### EXERCISE
Retrieve all lines below that have the string "loaf".

——

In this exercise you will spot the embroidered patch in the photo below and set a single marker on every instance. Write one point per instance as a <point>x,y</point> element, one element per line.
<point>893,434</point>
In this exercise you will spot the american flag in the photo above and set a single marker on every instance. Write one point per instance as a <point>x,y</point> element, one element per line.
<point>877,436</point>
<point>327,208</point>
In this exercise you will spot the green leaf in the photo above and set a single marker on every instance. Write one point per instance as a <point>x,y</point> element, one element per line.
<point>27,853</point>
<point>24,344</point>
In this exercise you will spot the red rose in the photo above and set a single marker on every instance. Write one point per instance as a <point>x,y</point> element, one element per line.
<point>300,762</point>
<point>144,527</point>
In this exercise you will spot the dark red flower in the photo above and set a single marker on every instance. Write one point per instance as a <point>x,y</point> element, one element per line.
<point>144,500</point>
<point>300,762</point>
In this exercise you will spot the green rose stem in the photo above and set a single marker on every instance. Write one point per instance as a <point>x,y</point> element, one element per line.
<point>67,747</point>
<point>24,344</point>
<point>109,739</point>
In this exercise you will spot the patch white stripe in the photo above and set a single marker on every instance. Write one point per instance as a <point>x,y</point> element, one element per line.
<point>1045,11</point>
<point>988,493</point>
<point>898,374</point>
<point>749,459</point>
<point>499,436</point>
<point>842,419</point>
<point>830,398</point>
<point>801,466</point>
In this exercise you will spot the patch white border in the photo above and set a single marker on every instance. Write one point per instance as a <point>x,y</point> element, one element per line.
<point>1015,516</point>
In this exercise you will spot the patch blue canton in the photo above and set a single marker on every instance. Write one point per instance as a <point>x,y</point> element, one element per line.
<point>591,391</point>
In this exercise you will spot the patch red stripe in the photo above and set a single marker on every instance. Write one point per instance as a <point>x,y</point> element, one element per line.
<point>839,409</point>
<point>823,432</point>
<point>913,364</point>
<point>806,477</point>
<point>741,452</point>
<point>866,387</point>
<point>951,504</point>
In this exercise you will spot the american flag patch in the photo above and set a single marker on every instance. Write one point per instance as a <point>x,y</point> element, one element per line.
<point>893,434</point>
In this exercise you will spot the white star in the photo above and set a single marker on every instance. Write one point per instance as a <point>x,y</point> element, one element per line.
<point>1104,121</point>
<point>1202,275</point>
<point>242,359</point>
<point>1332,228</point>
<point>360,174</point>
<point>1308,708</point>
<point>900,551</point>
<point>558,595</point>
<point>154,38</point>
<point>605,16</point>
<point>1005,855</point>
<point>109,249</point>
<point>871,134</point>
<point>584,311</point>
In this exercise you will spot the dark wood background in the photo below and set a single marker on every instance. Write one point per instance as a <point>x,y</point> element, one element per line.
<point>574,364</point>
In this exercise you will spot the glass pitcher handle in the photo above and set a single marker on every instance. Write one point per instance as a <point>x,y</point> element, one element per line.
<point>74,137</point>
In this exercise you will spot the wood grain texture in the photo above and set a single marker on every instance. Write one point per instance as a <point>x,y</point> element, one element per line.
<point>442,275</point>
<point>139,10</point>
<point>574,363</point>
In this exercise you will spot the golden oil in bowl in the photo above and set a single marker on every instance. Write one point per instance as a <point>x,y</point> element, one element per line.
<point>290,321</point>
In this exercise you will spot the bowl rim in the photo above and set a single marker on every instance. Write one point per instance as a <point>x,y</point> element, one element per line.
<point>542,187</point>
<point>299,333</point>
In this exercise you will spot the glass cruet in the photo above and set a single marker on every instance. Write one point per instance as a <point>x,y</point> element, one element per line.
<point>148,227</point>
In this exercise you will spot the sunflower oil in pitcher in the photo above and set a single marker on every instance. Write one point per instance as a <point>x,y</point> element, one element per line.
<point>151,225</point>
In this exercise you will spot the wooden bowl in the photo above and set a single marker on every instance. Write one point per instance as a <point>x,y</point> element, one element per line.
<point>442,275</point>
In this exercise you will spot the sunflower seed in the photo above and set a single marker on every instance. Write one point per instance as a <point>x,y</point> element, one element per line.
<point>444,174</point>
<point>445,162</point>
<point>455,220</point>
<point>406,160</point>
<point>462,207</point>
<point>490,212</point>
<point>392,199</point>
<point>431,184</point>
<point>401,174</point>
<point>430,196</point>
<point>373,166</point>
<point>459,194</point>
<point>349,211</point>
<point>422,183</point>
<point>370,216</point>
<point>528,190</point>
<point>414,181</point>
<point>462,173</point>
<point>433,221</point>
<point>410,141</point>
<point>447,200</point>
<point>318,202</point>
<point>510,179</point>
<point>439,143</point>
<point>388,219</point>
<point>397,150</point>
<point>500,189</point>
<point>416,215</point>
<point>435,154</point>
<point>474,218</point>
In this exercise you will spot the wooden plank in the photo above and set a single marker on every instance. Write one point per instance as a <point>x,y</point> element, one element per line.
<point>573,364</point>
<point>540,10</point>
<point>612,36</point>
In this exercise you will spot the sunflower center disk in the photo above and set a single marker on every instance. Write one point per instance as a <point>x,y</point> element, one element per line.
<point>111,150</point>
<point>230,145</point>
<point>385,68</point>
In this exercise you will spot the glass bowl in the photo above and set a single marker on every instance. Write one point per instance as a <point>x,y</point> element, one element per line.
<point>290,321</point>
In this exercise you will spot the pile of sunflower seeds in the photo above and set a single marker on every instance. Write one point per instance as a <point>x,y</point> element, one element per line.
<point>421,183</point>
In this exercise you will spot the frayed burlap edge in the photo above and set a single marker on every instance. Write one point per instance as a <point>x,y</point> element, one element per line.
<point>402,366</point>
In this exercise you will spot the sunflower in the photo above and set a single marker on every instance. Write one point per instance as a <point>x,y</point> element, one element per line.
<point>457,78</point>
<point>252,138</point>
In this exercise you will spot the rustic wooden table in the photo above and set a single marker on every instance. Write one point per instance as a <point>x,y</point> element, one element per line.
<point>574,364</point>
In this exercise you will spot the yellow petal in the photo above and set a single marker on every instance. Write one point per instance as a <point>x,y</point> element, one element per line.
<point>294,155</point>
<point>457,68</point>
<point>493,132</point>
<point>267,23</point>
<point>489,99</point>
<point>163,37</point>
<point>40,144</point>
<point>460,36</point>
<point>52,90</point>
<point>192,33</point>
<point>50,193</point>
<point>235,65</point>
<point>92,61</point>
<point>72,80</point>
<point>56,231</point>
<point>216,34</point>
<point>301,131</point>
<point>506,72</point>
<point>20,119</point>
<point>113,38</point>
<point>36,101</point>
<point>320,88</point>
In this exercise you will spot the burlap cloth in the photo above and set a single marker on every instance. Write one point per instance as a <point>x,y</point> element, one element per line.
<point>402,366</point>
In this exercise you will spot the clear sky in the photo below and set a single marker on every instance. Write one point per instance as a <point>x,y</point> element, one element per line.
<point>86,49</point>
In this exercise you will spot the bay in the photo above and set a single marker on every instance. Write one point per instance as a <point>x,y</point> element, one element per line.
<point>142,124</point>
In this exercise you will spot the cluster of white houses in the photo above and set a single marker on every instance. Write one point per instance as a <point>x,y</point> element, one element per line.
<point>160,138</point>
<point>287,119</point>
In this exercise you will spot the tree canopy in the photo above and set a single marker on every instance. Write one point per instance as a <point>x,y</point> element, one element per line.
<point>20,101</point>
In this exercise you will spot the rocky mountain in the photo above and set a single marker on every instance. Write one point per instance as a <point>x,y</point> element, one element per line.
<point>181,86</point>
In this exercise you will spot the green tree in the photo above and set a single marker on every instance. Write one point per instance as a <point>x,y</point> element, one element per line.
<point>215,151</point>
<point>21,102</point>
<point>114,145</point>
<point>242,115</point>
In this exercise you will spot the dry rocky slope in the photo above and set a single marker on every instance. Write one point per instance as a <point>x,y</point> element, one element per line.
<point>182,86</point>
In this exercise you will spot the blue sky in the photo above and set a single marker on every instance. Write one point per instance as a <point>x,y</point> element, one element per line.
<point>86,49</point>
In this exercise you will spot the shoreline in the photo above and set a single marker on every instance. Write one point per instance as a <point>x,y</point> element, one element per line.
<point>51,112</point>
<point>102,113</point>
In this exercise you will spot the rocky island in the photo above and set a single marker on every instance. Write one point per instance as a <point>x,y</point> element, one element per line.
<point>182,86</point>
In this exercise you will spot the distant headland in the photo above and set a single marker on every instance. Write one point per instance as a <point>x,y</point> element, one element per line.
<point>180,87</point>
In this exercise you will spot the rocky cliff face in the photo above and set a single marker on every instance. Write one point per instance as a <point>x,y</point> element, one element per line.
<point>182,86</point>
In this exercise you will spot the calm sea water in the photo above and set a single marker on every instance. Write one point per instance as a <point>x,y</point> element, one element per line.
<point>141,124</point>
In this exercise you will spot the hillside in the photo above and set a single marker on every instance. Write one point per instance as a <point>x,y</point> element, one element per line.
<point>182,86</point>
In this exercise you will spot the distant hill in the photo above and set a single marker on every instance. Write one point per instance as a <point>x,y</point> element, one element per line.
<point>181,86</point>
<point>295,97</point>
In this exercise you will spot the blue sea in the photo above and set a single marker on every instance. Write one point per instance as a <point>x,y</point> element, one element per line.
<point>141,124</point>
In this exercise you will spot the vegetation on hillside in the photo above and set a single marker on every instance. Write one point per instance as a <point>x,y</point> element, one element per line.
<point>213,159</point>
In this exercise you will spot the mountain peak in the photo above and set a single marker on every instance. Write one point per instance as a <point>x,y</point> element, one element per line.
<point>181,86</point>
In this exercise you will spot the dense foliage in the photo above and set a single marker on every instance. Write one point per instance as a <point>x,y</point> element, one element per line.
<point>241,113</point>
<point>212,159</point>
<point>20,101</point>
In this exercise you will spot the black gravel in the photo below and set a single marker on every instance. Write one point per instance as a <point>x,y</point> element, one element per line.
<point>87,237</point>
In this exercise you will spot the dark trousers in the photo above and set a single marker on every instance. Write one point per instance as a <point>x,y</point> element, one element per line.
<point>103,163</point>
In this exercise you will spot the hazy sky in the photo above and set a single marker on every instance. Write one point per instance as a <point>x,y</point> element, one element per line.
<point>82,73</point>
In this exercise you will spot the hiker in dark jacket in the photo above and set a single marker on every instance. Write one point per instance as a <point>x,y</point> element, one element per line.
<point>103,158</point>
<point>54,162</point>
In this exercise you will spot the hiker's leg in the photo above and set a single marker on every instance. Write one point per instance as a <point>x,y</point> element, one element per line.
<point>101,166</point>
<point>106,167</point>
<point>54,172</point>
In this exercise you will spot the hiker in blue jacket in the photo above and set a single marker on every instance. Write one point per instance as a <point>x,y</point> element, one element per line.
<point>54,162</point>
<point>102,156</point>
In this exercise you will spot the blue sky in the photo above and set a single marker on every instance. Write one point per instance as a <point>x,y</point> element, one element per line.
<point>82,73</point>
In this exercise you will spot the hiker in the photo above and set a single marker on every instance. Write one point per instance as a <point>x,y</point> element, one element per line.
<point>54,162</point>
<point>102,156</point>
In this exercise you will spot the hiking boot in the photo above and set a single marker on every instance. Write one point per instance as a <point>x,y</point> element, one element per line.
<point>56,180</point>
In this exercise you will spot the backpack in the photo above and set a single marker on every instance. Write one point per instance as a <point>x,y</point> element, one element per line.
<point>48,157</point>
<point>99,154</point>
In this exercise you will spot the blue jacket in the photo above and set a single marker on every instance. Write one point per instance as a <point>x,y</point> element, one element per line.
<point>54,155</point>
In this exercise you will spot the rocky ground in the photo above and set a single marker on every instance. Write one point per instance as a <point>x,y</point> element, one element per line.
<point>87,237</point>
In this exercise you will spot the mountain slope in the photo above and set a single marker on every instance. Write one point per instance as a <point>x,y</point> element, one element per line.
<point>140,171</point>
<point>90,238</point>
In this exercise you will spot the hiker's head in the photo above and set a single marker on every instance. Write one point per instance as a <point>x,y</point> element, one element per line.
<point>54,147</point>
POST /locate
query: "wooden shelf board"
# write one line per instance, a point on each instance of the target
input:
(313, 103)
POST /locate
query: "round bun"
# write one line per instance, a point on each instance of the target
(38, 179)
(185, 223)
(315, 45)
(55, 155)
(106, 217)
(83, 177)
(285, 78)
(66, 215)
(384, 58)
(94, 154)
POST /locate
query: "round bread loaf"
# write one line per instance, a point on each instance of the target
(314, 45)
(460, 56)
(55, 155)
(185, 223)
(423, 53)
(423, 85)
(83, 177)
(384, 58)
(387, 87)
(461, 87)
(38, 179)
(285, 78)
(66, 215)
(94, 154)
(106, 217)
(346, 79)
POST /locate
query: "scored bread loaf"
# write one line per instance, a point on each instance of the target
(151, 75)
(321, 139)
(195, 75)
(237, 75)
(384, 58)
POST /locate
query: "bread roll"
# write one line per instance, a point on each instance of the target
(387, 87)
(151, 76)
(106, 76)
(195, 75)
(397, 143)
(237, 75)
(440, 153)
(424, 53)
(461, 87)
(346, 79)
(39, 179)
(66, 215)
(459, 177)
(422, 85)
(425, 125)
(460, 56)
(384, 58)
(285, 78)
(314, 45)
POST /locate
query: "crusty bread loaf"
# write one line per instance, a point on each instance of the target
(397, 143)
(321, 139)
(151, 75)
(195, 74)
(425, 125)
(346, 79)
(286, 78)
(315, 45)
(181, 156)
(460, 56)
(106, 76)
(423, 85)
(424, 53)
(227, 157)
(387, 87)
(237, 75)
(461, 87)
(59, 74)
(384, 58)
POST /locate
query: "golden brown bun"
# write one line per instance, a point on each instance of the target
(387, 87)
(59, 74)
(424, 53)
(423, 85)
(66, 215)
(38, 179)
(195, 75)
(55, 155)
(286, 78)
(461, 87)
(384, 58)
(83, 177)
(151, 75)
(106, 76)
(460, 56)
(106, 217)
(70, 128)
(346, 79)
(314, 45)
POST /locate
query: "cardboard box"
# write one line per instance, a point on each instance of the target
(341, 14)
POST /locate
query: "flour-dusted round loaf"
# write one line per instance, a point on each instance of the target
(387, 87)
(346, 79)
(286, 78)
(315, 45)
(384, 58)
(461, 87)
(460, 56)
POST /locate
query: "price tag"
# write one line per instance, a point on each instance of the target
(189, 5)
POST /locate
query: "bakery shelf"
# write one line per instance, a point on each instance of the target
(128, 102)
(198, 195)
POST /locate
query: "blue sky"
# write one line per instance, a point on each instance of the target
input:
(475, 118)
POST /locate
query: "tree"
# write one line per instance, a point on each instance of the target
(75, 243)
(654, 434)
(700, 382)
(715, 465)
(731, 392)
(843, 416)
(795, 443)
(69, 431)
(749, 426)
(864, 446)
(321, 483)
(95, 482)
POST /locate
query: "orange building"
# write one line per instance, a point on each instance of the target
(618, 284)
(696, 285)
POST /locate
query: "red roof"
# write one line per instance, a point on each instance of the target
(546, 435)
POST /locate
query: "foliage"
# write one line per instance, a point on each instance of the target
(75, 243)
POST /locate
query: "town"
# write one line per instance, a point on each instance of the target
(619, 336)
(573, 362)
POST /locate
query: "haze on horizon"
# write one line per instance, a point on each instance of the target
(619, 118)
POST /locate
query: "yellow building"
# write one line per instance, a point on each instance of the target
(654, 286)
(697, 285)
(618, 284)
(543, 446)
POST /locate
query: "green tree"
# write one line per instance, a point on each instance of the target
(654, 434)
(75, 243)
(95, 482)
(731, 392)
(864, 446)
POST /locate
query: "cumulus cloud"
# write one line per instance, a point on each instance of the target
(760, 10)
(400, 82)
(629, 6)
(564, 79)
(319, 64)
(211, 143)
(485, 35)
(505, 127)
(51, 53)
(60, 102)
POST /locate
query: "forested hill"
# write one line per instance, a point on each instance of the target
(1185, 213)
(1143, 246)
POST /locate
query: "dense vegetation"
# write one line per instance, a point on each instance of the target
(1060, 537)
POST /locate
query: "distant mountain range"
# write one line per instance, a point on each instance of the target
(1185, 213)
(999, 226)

——

### ANSWER TO THE EXERCISE
query: "round bread loaf"
query: "scored bread loaf"
query: "crusty bread loaf"
query: "flour-dusted round loaf"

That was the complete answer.